= Exercise directions =
Could you extract every entry below and reproduce it exactly?

= Provided information =
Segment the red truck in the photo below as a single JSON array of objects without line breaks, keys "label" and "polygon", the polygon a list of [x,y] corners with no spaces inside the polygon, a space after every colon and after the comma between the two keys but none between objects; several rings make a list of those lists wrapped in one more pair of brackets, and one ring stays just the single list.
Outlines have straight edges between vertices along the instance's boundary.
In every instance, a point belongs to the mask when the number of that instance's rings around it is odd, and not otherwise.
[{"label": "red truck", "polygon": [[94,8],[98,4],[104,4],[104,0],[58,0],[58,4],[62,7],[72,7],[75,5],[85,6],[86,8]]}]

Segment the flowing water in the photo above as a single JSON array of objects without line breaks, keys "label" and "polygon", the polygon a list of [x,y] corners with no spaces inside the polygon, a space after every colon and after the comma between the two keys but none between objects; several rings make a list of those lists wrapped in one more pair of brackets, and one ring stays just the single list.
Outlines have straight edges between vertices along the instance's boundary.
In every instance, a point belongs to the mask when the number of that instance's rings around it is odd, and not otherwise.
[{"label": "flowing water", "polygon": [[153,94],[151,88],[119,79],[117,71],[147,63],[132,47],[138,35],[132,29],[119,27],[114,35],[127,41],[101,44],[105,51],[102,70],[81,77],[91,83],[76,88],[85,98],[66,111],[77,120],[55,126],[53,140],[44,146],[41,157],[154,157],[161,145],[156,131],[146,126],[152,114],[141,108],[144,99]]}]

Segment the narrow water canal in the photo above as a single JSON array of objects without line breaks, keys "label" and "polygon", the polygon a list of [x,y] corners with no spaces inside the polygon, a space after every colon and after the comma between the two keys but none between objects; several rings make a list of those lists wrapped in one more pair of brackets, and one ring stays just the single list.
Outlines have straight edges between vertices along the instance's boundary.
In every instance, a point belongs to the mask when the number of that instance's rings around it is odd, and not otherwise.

= Reply to the task =
Segment the red truck in the photo below as a single JSON array of objects without line breaks, keys "label" and "polygon", the polygon a list of [x,y] corners with no spaces inside the polygon, a space after every colon and after the comma between the two keys but none between objects; several rings make a list of those lists wrapped in one more pair of brackets, and one ring stays just the single list.
Outlines have straight edges between vertices along the instance's boundary.
In every instance, a point belongs to the mask when the number of that instance's rings around it is odd, and not otherwise.
[{"label": "red truck", "polygon": [[94,8],[98,4],[104,4],[104,0],[58,0],[58,4],[62,7],[72,7],[75,5],[85,6],[86,8]]}]

Segment the flowing water in the photo above as a single JSON array of objects without line breaks, keys "label" and "polygon", the polygon a list of [x,y] corners with no spaces inside the polygon, a space after every colon and after the comma between the two keys but none between objects; several rings make a list of those lists wrapped in one more pair of brackets, and one ring stays just the single list.
Outlines have straight edges between vertices along the instance's boundary.
In every instance, a point belongs to the mask when the number of that instance's rings around it is odd, and not otherwise.
[{"label": "flowing water", "polygon": [[153,94],[151,88],[119,79],[117,71],[147,63],[132,47],[138,35],[132,29],[119,27],[114,35],[127,41],[101,44],[105,51],[102,70],[81,77],[91,83],[76,88],[85,98],[66,111],[77,120],[55,126],[53,140],[44,146],[41,157],[154,157],[161,145],[156,131],[146,126],[152,114],[141,108],[144,99]]}]

Segment the narrow water canal in the photo above as a single JSON array of objects without line breaks, keys "label" and "polygon", the polygon a list of [x,y] corners with no spaces inside the polygon, a space after every colon and after the comma between the two keys but none between objects; several rings make a list of those lists wrapped in one more pair of brackets, and one ring stays just the single list.
Outlines have straight edges between vertices along the instance's boundary.
In every instance, a point belongs to the mask when the number of that instance's rings around it is odd, and not otherwise.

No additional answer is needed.